Exercise task:
Reproduce word for word the part of the sales interview that begins with "FC: I would" and continues through "about $300 billion.".

Text block:
··········
FC: Sales is a notoriously under represented stepchild in the curricula of business schools and I think we know the reasons for that. One is if you want to get promoted and get tenure in a business school, you’re gonna have to publish in “the right journals” and there are very few if any sales journals that qualify as the right journals. I also personally think there are historical reasons for this that thankfully are out of date. But business schools in my opinion for years had an intellectual inferiority complex. And the last thing they wanted to do in the 80s and 90s was be perceived as trade schools and somehow sales is thought of as a trade school topic. I think those days are gone. The cultural status of MBA programs is obviously way, way beyond that. It’s taught but it’s not core.

BK: Let me take a minute- we’ve actually invited some of our listeners to tweet in questions to us so I want to read this question that came to us from a listener. Comes from Tyler Hogge, so his handle is @thogge and his question to you is “Sales people are inherently biased in their strategy and product recommendations. In other words ‘build this for MY customer,’ etc. How do you balance the strategy of the company with this inherent drive towards personalization and customization?”

FC: Well, I mean a couple of things. First I think the listener is exactly right about the bias. There are a couple of things I think that are important there. One is what drives the bias? The bias is being driven by a couple of things. One is how they’re paid. The sales compensation plan. But notice the difference. Let’s just take marketing and sales. The categories that people often put together synonymously but they’re not, they’re very, very different. Marketing people get paid to look at aggregates of customers. They get paid to segment. They get paid to think about how we do things across customers, across geographic areas, etc. That is not the world of most sales people. Sales people have specific accounts. A market has never bought a thing in the entire history of capitalism, a market or a market segment has never bought anything. Only accounts specific customers buy, that’s where sales people live. So from the sales person’s point of view, this customer, this order is the most important thing. From the marketing point of view they quite rightly as the listener says have to balance these issues. Again that’s why aligning sales with the company is a leadership issue, not only a sales issue.

BK: Talk about the Internet if we can shift to that a little bit. You wrote in an HBR blog recently and I’ll paraphrase this a little bit and put my own take on it, that the all too common perception is that corporate boards are sort of stacked with stodgy old guys who just don’t get the internet and boy if they only did they would realize that you don’t need face to face sales anymore it’s all happening on the internet. We’ve dis-intermediated and now the power is all in the hands of the consumer. You would say that that’s not entirely the case. Is that right?

FC: I would say that the point of view you articulated, that’s not my point of view…

BK: Right.

FC: I think that’s the conventional wisdom.

BK: Sort of conventional wisdom.

FC: …in the media. Yeah. Know that just doesn’t hold up to the facts. The number of people classified in sales positions in 2012 is about 14 million people in the U.S. That is the same number as 20 years earlier in 1992 before either you or I could spell “internet” so at one level it’s simply not true that sales jobs are going away. Number 2 is, here, another figure; in 2014 the number of e–commerce sales is estimated to finally be about $300 billion.
··········
Given information:
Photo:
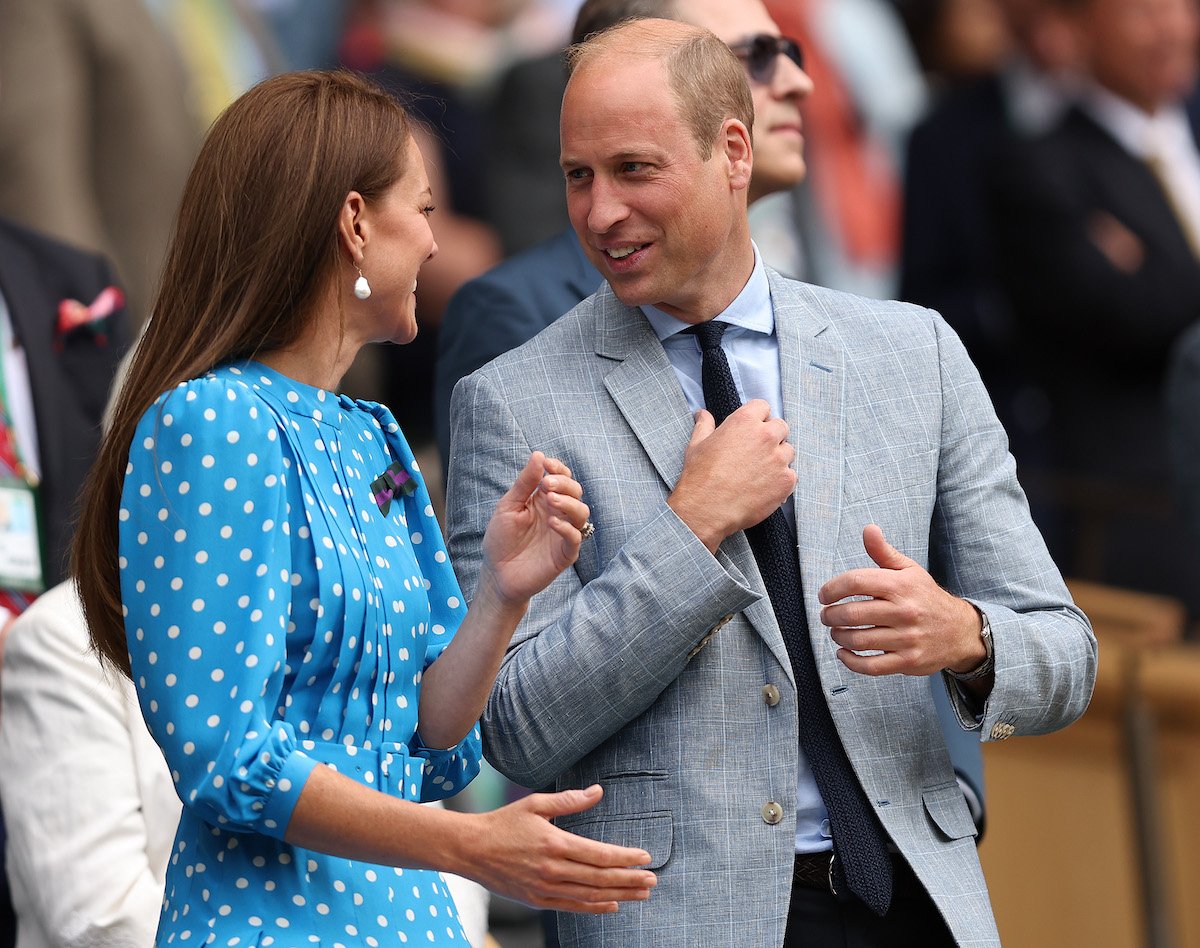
··········
Exercise answer:
FC: I would say that the point of view you articulated, that’s not my point of view…

BK: Right.

FC: I think that’s the conventional wisdom.

BK: Sort of conventional wisdom.

FC: …in the media. Yeah. Know that just doesn’t hold up to the facts. The number of people classified in sales positions in 2012 is about 14 million people in the U.S. That is the same number as 20 years earlier in 1992 before either you or I could spell “internet” so at one level it’s simply not true that sales jobs are going away. Number 2 is, here, another figure; in 2014 the number of e–commerce sales is estimated to finally be about $300 billion.